Your task | Which lines in the records below contain the word "dress"? Report each of those lines in full.

-- Begin Data extract --

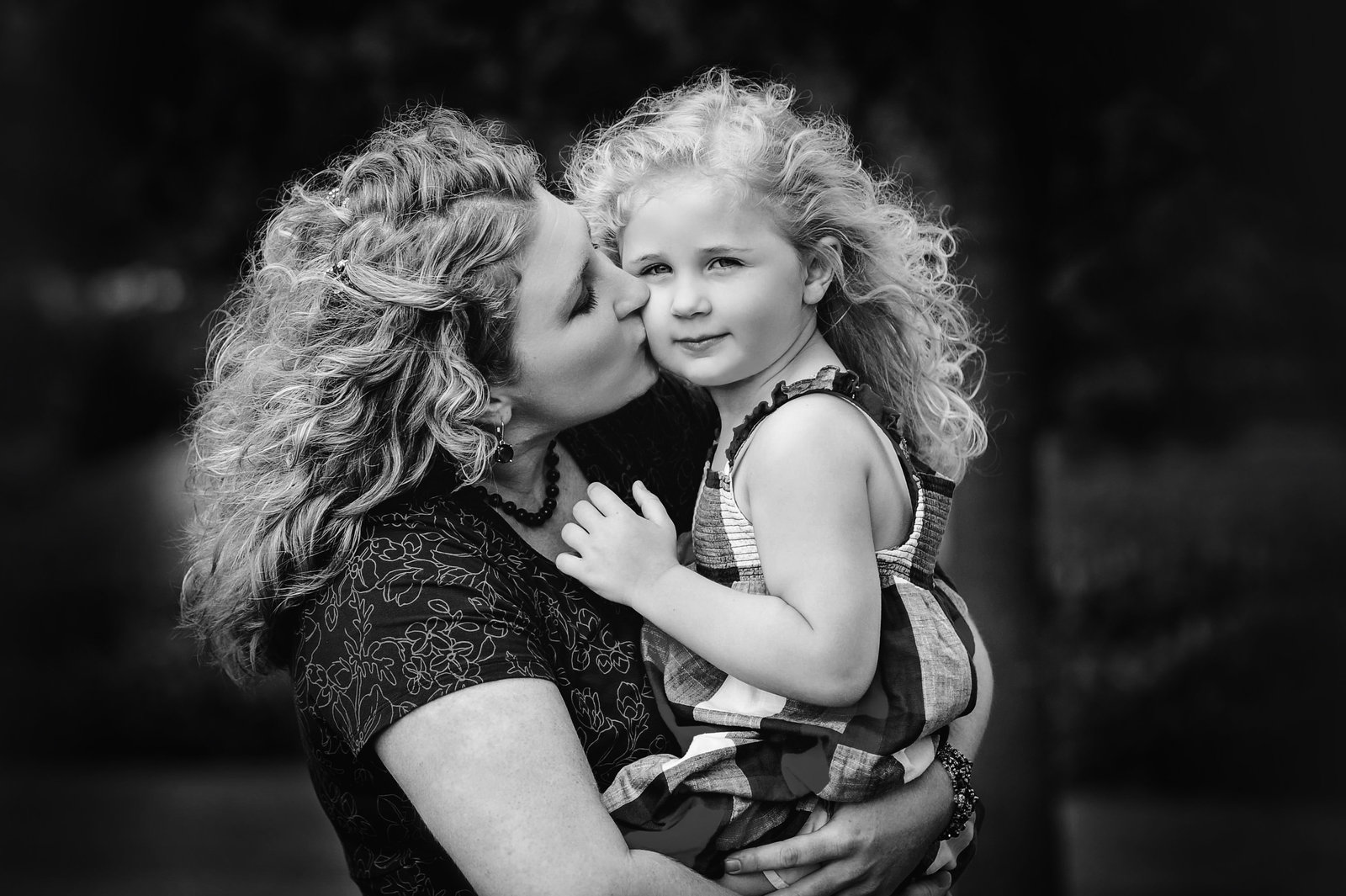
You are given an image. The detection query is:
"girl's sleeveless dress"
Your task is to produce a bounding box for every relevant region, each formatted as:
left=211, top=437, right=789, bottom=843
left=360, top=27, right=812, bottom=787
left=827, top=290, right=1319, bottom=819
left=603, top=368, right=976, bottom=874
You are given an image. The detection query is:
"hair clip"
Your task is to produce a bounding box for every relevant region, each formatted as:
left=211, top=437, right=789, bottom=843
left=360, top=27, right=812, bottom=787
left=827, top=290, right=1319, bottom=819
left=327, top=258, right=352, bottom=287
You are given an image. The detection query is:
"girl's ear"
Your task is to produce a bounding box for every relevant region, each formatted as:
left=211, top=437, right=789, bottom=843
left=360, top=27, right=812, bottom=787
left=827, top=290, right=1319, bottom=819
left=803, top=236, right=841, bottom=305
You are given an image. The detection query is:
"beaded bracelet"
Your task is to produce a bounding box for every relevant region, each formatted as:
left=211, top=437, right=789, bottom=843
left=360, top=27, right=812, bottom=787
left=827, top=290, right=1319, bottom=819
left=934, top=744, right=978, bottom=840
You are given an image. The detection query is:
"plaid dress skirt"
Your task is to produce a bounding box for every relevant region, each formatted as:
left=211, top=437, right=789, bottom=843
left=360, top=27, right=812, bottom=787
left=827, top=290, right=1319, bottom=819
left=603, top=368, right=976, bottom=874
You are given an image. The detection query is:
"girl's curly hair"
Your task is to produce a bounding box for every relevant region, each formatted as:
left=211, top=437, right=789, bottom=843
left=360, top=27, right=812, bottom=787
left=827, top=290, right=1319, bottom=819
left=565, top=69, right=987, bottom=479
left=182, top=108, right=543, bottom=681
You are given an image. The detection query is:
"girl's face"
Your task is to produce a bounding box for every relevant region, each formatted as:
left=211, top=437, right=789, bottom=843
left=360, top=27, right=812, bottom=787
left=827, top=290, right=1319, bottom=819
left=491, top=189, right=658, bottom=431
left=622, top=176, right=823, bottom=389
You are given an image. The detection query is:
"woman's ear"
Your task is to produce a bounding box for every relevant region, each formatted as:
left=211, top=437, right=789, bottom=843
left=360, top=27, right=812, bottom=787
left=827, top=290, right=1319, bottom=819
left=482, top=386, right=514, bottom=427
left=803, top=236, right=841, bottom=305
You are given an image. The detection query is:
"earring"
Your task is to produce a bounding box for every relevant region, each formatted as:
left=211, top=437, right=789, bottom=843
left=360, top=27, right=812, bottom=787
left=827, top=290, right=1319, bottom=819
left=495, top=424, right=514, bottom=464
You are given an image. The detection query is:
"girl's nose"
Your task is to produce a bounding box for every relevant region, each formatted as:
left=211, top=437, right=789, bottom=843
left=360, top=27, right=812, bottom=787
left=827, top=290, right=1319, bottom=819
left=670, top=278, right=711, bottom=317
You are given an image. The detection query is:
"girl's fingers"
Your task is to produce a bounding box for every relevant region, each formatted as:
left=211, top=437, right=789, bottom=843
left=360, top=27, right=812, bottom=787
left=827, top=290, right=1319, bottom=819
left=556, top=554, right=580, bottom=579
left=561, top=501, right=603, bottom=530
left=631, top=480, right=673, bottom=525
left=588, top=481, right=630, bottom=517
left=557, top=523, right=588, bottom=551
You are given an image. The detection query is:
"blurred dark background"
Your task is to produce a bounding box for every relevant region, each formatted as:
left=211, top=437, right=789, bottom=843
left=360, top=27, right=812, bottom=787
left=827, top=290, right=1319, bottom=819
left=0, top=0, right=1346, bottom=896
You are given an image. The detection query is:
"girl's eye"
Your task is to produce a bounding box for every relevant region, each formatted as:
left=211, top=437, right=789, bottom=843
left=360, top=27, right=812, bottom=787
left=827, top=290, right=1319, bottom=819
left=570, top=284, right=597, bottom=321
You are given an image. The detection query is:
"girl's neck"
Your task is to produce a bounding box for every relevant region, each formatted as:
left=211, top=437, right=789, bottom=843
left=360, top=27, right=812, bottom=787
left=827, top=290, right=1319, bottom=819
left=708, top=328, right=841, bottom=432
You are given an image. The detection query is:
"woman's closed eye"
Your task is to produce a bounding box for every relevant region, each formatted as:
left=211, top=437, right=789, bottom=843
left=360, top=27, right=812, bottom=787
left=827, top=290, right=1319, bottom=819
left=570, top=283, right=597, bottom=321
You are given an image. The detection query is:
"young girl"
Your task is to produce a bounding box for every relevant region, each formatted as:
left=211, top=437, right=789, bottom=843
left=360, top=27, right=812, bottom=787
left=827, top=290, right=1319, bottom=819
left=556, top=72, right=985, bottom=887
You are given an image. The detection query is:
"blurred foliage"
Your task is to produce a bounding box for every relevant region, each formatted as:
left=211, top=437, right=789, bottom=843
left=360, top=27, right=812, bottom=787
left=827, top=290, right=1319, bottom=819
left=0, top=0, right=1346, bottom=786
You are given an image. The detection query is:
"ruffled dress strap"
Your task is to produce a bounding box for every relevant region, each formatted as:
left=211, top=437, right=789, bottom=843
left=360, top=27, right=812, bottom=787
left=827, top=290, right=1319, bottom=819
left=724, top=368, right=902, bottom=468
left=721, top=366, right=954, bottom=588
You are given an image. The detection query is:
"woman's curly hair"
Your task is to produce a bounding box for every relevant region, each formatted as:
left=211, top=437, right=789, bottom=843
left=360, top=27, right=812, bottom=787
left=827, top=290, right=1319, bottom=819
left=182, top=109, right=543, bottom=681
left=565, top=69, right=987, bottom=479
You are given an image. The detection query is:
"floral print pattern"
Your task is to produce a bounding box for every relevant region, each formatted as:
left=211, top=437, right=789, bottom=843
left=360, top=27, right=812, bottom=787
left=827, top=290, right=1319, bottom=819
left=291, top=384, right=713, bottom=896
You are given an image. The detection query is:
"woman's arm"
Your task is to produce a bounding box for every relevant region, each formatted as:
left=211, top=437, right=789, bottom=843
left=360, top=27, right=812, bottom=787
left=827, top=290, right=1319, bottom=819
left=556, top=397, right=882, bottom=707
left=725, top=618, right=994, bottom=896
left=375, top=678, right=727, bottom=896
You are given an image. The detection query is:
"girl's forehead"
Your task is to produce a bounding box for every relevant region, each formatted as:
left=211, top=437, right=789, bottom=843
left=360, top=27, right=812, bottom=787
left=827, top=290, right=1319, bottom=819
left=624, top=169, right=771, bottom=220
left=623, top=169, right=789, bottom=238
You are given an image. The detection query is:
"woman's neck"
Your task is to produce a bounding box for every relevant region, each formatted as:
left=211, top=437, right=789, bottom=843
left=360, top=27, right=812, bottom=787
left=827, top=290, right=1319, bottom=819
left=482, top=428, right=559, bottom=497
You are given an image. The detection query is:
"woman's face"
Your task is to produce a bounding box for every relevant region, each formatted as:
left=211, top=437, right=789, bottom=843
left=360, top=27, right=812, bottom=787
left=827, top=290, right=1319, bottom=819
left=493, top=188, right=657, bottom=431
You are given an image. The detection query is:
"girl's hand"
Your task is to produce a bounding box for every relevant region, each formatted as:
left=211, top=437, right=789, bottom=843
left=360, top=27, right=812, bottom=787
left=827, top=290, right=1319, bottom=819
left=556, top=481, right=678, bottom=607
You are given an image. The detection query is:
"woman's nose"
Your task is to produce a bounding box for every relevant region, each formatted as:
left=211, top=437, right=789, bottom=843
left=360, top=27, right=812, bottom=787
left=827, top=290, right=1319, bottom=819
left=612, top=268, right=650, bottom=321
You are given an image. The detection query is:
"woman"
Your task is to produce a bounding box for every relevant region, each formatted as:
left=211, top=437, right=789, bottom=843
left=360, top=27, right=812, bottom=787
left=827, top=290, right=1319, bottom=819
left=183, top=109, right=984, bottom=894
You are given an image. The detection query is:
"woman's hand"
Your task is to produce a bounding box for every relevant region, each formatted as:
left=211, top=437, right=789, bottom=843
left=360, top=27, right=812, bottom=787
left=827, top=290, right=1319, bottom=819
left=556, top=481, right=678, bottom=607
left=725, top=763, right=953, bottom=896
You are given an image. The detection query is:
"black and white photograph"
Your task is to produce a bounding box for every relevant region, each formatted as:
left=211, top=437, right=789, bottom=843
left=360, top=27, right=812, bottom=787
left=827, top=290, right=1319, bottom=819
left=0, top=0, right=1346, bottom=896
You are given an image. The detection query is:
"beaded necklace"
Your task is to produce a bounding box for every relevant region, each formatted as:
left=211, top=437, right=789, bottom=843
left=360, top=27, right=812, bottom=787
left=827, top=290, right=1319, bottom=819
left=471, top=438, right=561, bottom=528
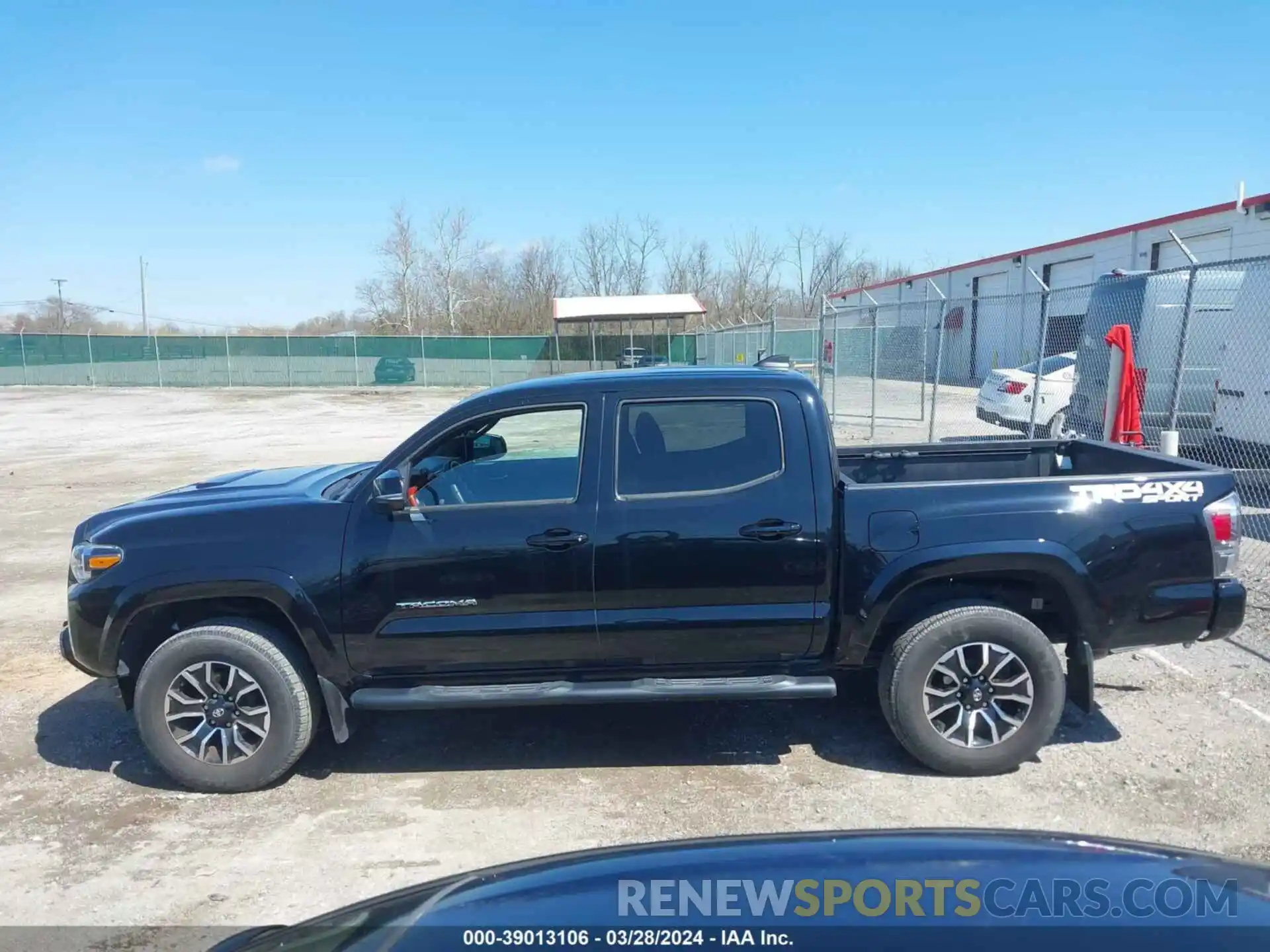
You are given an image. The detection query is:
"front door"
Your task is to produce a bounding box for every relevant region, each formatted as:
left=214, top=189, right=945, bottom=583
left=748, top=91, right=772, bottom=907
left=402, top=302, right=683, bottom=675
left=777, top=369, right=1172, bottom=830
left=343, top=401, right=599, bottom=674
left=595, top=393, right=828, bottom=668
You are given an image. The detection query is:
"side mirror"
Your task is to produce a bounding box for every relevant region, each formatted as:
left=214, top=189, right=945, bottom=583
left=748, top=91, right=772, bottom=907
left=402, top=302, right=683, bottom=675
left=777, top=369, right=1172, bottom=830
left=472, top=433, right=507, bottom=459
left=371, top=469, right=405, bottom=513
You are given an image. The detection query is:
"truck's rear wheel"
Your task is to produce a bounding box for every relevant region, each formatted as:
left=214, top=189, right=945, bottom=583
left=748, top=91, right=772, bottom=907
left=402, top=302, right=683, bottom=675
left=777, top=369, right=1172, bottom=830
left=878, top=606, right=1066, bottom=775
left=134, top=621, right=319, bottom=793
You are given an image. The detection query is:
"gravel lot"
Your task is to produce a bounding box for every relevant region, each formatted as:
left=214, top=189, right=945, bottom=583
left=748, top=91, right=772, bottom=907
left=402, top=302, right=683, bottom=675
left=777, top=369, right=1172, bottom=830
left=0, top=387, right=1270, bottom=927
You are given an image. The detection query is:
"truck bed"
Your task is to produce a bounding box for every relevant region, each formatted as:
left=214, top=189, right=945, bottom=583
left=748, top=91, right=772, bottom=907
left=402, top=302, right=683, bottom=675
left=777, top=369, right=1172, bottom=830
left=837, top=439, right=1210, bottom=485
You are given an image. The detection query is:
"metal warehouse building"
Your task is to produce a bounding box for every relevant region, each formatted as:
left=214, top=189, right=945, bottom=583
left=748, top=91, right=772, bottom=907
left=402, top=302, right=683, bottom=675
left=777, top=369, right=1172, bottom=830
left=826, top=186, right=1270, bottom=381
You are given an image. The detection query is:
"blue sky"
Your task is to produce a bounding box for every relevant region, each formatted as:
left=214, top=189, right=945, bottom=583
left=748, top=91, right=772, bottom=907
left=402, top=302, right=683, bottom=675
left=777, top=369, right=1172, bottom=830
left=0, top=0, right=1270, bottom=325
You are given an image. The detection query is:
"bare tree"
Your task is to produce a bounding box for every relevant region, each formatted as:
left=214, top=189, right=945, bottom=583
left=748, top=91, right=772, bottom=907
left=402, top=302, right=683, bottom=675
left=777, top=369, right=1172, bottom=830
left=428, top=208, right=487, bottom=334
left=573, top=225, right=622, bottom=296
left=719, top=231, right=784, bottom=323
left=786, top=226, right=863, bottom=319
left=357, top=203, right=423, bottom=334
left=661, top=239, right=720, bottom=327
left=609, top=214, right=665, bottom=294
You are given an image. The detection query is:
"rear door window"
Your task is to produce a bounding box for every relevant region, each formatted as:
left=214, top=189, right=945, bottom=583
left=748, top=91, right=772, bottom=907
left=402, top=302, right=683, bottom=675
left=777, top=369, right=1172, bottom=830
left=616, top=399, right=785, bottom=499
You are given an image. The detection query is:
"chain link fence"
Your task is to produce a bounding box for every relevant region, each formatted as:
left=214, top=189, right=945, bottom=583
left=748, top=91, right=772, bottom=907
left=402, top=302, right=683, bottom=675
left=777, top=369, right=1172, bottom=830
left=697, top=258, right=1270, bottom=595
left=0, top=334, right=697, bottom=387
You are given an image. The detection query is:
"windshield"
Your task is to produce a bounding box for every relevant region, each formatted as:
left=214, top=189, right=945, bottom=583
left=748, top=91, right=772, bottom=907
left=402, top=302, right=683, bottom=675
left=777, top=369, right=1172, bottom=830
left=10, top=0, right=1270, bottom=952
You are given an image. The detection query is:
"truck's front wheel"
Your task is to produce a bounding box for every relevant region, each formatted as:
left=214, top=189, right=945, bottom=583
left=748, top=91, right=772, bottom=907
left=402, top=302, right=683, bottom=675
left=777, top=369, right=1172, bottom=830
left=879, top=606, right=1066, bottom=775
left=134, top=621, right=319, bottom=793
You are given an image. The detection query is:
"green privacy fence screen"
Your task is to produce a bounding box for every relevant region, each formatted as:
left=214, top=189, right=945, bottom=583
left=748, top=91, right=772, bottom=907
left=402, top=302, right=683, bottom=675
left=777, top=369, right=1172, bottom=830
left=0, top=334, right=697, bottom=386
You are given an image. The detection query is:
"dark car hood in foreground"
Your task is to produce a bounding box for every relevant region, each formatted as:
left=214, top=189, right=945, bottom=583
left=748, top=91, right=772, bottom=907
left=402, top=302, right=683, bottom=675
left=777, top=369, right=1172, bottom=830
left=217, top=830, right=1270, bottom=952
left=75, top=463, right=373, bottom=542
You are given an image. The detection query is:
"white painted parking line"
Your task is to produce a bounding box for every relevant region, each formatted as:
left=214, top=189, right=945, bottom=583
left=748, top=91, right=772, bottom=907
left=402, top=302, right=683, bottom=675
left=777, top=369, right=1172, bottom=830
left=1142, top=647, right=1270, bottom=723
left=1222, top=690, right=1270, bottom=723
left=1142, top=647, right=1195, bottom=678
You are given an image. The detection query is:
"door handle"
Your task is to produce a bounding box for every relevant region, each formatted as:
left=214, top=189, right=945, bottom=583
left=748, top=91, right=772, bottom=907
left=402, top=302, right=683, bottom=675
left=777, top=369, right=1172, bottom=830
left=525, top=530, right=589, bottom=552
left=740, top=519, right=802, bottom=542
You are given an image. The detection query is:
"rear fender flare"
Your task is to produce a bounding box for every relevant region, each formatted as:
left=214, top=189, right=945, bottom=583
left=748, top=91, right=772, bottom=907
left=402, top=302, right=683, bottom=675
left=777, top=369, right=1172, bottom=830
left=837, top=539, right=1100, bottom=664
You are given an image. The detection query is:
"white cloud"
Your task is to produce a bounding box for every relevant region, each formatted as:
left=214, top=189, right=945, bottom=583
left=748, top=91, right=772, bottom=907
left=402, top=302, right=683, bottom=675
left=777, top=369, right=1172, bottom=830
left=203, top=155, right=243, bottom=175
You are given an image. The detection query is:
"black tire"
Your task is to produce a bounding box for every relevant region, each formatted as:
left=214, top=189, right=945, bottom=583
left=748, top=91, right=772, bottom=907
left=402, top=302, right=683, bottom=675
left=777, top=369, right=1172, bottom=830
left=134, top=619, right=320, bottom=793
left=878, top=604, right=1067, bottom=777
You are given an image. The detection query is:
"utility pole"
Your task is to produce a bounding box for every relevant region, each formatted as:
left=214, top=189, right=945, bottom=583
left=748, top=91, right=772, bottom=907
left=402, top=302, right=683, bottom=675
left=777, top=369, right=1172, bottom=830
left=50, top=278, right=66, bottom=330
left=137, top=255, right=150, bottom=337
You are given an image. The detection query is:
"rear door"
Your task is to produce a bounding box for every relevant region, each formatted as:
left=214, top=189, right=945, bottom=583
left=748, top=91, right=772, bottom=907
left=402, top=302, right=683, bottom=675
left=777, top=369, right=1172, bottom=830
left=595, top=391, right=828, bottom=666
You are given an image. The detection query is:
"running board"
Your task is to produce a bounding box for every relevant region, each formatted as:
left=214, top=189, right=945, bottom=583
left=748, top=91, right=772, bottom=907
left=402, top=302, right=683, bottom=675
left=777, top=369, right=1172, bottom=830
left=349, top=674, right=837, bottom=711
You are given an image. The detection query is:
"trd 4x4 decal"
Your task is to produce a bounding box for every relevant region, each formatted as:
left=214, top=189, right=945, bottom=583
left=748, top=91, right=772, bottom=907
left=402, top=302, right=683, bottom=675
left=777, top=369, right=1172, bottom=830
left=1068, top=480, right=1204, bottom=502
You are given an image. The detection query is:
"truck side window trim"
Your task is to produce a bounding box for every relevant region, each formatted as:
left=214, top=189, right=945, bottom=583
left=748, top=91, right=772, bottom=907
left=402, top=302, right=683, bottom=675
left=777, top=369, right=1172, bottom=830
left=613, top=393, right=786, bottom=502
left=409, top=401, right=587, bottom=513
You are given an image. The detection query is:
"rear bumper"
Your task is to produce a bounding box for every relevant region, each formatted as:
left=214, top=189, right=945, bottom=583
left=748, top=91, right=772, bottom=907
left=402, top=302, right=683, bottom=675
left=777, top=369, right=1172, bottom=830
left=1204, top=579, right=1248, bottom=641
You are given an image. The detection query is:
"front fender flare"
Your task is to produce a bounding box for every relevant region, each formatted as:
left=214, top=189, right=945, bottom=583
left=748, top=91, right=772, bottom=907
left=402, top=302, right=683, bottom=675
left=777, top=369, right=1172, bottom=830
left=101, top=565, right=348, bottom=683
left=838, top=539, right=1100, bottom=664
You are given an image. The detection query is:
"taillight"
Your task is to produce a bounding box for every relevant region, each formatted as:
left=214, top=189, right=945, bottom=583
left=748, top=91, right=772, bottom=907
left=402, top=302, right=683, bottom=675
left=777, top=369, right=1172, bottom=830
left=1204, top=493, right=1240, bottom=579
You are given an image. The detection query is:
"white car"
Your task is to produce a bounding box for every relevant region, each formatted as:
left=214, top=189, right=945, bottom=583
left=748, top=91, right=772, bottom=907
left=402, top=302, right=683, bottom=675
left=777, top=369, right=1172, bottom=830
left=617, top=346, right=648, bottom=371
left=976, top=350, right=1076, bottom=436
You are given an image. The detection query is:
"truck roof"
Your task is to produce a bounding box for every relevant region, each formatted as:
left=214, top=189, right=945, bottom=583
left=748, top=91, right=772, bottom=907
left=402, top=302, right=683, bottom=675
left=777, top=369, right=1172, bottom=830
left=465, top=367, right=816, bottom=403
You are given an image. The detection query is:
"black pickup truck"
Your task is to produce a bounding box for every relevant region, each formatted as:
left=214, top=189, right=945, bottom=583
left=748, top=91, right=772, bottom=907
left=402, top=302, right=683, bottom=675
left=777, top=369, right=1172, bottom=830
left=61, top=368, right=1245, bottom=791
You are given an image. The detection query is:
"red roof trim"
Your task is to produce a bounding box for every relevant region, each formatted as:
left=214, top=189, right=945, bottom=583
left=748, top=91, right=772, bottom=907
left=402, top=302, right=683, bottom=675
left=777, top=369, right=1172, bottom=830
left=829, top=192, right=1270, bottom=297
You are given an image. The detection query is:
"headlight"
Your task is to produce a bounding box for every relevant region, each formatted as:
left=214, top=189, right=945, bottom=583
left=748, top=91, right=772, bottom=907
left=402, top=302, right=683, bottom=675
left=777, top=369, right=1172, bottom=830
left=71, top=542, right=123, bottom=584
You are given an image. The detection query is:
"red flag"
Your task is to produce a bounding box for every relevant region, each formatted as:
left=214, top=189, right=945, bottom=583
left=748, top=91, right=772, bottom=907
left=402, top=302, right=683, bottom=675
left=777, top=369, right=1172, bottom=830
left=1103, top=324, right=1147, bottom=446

-- End Data extract --

Solution |
"girl's sleeveless dress"
"plaid dress skirt"
"ruffled dress strap"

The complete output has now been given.